-------- PAGE TEXT

What is Financial Literacy?
Being financially literate is understanding and knowing what to do with personal finance concepts like money management, budgeting, and investing.
In other words, being financially literate is being smart about money and taking your personal financial management seriously.
When you know how things like debt, budgeting, and investing work, it makes your life infinitely easier and prevents you from getting into financial trouble.
Why is Financial Literacy Important?
Becoming financially literate is the most important thing in managing your personal finances and a cornerstone of your financial education.
Be it applying for a loan, learning how to save, or investing your money, you’re going to need financial literacy skills. In fact, it’s practically impossible to live through your life without benefiting from it.
I’d even dare to say that being financially literate has never been as important as it is today.
One of the main reasons for this is the fact that financial products and services are everywhere. Much more so than they were a couple of decades ago.
Not only are there countless different investment and credit services available, but you also need a whole different set of budgeting skills to achieve financial success in today’s world.
It’s a well-known fact that in most developed countries it’s not so easy to afford basic goods anymore, not to mention buying an apartment or a house.
In fact, it takes a lot more financial skill than most of us like to admit.

----------------
-------- TASK MATERIAL

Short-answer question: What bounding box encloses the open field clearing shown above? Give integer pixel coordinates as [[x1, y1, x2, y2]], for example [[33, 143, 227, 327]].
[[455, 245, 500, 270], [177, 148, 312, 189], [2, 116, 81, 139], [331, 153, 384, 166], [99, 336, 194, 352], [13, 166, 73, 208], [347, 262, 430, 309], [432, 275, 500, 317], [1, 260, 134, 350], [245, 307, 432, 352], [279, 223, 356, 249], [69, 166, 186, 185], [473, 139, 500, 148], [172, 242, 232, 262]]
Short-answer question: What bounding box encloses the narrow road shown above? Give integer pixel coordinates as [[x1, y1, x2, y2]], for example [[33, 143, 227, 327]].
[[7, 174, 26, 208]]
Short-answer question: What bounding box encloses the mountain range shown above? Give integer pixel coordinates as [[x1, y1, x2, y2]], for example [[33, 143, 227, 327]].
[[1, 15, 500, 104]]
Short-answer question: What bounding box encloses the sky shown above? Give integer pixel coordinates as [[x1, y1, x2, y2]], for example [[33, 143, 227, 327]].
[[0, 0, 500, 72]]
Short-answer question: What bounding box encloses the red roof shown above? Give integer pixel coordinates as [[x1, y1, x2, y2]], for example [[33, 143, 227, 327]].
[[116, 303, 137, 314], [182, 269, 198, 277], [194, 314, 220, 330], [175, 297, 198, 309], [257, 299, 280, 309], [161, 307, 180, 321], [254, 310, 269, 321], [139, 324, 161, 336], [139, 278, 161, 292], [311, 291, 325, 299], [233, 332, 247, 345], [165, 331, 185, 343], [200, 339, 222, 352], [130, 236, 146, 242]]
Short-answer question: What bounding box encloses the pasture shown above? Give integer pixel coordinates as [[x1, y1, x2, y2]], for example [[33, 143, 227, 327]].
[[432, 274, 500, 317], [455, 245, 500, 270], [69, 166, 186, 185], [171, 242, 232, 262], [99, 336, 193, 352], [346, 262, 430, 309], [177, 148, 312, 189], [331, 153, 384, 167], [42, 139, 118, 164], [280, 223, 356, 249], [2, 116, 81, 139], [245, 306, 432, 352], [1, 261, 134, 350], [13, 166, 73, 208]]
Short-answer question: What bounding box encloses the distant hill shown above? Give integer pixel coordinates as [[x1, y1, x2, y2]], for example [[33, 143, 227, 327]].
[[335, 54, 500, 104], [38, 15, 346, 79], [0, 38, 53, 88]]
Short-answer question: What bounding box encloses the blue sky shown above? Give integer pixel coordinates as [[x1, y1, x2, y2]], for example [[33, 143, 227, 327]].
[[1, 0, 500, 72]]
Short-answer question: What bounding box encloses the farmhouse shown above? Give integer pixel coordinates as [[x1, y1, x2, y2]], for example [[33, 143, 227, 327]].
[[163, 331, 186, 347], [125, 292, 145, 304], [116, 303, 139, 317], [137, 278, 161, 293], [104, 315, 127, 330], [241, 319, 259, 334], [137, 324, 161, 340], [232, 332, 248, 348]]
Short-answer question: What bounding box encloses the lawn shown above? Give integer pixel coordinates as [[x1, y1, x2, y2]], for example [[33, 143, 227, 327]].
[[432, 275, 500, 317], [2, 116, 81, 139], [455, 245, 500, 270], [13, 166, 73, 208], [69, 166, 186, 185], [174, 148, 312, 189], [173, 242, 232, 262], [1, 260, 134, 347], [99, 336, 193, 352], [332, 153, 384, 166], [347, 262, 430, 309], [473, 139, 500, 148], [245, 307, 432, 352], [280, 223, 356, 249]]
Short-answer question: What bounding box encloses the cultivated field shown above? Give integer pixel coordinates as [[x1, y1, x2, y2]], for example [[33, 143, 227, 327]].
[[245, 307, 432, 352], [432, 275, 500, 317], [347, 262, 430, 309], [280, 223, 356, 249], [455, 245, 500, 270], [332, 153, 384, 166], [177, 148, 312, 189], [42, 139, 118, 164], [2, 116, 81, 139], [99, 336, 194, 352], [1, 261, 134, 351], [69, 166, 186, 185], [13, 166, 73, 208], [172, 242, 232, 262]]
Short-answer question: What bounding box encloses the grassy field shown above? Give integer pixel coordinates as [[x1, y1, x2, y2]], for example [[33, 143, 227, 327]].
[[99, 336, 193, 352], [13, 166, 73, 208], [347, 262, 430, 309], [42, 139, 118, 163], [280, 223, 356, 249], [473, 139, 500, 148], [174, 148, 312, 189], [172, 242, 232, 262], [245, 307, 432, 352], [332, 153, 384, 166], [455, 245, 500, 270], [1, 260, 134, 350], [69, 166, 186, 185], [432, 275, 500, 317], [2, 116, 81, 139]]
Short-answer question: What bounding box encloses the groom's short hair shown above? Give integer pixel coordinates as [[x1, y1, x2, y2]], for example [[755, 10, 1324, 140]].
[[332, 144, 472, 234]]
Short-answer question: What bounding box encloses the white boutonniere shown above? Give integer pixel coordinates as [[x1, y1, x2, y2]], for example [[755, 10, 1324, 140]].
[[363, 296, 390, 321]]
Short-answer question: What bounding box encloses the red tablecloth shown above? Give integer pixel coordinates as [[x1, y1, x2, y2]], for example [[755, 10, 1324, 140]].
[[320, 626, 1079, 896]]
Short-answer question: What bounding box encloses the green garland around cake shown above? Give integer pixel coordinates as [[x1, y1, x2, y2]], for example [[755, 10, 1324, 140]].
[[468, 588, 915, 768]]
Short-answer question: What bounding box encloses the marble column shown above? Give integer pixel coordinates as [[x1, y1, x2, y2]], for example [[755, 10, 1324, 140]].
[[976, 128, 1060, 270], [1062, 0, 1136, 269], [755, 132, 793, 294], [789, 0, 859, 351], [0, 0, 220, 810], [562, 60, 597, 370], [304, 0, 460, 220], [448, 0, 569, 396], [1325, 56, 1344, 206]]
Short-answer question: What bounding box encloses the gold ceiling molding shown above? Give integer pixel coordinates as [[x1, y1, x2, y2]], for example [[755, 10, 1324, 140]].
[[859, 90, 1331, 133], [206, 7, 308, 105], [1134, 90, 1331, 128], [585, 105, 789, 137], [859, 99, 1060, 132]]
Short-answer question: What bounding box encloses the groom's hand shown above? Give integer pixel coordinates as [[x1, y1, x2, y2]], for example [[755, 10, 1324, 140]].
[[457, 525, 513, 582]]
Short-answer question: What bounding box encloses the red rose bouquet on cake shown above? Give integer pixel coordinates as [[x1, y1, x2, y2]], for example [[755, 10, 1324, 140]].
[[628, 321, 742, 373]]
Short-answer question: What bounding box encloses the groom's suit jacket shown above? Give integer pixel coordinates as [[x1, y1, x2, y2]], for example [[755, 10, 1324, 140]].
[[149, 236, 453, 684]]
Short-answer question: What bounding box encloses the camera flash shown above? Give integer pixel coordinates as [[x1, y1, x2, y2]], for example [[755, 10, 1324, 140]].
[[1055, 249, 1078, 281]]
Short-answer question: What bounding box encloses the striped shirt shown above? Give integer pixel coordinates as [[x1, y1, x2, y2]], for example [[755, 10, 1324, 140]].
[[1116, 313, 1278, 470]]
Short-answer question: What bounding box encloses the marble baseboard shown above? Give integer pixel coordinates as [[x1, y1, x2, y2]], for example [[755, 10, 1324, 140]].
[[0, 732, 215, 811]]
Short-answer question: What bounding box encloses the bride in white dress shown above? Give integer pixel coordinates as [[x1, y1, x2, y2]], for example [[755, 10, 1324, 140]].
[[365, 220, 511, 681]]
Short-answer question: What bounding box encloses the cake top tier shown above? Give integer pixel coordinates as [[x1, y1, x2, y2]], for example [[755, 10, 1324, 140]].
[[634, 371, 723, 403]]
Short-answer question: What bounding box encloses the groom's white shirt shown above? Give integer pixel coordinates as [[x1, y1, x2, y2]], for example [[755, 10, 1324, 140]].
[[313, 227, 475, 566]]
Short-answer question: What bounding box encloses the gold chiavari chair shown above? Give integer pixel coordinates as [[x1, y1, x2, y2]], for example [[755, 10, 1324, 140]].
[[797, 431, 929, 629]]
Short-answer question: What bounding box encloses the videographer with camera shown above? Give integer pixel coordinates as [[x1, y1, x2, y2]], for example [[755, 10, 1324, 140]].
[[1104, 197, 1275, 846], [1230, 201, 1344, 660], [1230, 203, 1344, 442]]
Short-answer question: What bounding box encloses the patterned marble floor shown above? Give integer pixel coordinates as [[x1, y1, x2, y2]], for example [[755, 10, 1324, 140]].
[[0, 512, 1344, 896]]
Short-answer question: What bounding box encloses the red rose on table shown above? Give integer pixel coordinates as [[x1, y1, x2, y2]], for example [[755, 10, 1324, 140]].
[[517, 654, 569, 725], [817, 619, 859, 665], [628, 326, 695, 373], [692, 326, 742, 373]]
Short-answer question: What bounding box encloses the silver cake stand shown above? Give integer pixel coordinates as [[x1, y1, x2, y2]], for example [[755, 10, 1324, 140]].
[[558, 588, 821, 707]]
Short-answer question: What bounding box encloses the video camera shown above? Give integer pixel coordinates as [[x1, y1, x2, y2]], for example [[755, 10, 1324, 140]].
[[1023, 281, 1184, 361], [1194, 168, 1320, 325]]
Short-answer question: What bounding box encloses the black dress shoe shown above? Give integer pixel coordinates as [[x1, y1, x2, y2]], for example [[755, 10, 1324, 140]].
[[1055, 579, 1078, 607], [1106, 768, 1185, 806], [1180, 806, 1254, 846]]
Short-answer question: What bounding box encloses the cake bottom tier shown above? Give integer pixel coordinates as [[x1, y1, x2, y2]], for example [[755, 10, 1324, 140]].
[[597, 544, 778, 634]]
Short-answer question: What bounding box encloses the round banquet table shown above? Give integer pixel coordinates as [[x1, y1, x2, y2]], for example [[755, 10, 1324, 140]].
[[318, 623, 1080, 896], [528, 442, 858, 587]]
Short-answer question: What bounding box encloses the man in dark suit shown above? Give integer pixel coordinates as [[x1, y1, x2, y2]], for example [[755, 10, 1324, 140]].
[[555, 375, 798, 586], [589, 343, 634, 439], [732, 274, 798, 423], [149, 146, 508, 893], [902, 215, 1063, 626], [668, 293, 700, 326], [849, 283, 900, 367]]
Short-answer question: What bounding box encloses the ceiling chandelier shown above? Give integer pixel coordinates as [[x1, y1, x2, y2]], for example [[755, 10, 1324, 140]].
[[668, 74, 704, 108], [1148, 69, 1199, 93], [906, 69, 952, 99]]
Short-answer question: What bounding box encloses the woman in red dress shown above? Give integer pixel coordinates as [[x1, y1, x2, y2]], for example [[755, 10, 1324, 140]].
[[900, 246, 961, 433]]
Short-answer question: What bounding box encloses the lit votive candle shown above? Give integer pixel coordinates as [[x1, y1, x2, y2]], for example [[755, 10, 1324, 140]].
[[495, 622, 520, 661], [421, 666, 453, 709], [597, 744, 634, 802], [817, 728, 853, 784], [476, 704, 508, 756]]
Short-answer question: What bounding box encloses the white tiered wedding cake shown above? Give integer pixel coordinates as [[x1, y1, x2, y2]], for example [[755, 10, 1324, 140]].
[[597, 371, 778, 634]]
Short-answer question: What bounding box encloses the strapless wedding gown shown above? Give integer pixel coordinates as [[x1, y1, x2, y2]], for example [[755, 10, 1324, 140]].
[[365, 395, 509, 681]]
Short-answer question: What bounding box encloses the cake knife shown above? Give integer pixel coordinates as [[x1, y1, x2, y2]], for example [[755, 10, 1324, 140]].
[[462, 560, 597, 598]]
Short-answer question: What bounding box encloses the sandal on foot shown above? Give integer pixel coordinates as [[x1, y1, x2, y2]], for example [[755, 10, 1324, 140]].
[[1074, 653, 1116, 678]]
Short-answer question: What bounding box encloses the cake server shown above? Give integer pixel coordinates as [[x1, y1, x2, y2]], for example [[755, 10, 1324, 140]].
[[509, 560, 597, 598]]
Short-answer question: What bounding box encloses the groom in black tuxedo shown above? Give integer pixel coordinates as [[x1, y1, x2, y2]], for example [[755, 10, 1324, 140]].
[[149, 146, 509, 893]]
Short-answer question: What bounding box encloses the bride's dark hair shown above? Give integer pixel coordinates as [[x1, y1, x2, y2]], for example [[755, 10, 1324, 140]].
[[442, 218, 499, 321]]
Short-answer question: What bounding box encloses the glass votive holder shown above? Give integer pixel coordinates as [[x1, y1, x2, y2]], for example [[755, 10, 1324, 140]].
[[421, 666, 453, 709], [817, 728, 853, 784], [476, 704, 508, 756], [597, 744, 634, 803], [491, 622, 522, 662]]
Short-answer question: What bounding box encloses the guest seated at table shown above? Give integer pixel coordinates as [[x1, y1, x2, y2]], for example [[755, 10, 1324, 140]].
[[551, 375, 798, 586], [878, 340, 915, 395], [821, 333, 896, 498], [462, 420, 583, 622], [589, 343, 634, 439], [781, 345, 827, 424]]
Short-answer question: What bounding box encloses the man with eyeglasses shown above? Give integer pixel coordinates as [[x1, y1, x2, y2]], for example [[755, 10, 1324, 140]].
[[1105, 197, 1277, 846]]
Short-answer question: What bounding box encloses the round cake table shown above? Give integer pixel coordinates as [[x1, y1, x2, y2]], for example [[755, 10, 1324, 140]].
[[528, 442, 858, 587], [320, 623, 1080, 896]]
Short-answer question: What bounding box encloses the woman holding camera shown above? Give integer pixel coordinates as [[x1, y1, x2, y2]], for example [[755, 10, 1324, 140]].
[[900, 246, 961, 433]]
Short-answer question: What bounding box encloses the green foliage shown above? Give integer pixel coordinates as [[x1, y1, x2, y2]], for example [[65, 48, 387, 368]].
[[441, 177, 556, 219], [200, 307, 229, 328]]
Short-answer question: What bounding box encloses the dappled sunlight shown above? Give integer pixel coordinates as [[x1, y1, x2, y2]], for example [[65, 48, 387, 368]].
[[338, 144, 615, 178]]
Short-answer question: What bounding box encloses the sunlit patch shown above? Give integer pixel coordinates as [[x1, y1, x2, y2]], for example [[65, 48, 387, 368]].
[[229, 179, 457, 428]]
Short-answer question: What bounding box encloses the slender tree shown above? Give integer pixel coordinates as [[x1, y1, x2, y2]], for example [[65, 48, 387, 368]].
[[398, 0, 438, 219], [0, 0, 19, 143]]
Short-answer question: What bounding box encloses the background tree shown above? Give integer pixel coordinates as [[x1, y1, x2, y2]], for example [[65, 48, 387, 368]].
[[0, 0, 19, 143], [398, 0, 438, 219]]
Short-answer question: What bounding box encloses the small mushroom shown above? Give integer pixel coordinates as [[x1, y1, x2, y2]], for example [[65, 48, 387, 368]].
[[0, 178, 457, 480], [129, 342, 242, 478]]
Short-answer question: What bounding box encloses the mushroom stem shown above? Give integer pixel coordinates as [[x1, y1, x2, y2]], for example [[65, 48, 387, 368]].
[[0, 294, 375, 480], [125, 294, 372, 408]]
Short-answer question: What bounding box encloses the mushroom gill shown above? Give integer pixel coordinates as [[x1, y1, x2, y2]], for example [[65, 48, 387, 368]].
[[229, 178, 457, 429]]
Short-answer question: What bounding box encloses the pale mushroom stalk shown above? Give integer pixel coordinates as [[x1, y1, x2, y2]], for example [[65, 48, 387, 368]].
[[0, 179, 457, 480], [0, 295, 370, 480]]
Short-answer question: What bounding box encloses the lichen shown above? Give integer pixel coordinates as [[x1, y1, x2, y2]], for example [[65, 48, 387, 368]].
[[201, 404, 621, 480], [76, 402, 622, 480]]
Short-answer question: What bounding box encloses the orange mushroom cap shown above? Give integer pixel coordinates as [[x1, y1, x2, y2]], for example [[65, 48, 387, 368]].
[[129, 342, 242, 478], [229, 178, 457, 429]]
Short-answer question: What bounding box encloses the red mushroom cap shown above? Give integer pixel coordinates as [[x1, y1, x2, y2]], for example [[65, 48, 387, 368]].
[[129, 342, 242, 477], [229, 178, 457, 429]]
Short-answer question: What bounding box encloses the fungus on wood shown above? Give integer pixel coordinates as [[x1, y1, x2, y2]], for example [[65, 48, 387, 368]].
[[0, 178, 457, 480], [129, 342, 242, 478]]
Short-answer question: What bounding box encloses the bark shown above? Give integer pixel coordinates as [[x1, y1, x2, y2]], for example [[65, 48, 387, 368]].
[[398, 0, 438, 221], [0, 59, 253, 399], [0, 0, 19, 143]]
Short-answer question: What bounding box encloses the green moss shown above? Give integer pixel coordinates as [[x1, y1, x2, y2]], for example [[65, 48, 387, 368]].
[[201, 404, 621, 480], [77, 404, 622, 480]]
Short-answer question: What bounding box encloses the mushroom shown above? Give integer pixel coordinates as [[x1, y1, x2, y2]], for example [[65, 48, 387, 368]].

----------------

STATED GOAL A: Can you copy out, word for word, the rows beginning with the line that contains "the groom's hand" and ending with the line that contains "[[149, 236, 453, 684]]", including both of those lines?
STATED GOAL B: What comes next in the text on financial literacy? Continue it from its final sentence.

EXERCISE OUTPUT A:
Short-answer question: What bounding box encloses the groom's hand shown above? Give integer pixel coordinates as [[x1, y1, x2, y2]], for example [[755, 10, 1324, 140]].
[[457, 525, 513, 582]]
Short-answer question: What bounding box encloses the red rose bouquet on cake shown above? Give integer pixel coordinates as [[x1, y1, x2, y2]], for example [[755, 10, 1324, 140]].
[[628, 321, 742, 373]]
Short-answer question: What bounding box encloses the groom's suit jacket shown above? Give integer pixel coordinates as [[x1, y1, x2, y2]], for example [[755, 10, 1324, 140]].
[[149, 236, 453, 684]]

EXERCISE OUTPUT B:
It also seems that there’s an ever-growing polarization of financial knowledge, where some people are extremely educated in financial matters, and others are missing the very basics of personal finance.
If you wish to avoid struggling with money throughout your life, becoming financially literate is an absolute necessity.
Consequences of Financial Illiteracy
Based on experience, the first sign of financial illiteracy is getting into too much debt. What’s worse, it’s often the most expensive kind of debt like credit card debt or other high-interest debt.
I think it’s mostly because it takes financial literacy to understand just how expensive bad debt can be, how big of an effect it can have on your life, and how to budget your lifestyle so you don’t need credit.
Financially illiterate people also tend to spend too much, which leads to credit card debt and possibly a bad credit score, or even bankruptcy.
What’s behind all this is the lack of budgeting. Whereas financially literate people know how to successfully create a budget, the people who run into financial trouble usually have no idea where their money is actually going.
Financial illiteracy also makes the world a lot smaller. It’s extremely important and rewarding to be able to read financial news, for example, and to know what’s going on in the world.
Overall, financial illiteracy lowers one’s quality of life.
The Core Concepts in Financial Literacy
So far, we’ve established that financial literacy is important for everyone, which means it’s time to take a look at the most important areas of financial literacy.
The core concepts revolve around financial planning, budgeting, and investing. These are also some of the personal finance basics one needs to know.
Budgeting
As mentioned before, the lack of budgeting is what causes most financial problems, which makes budgeting the most important financial skill you can have.
When you know how to create a budget, you know where your money is going, what are your financial weaknesses, and what goals should you set.
In other words, you know what your financial situation is.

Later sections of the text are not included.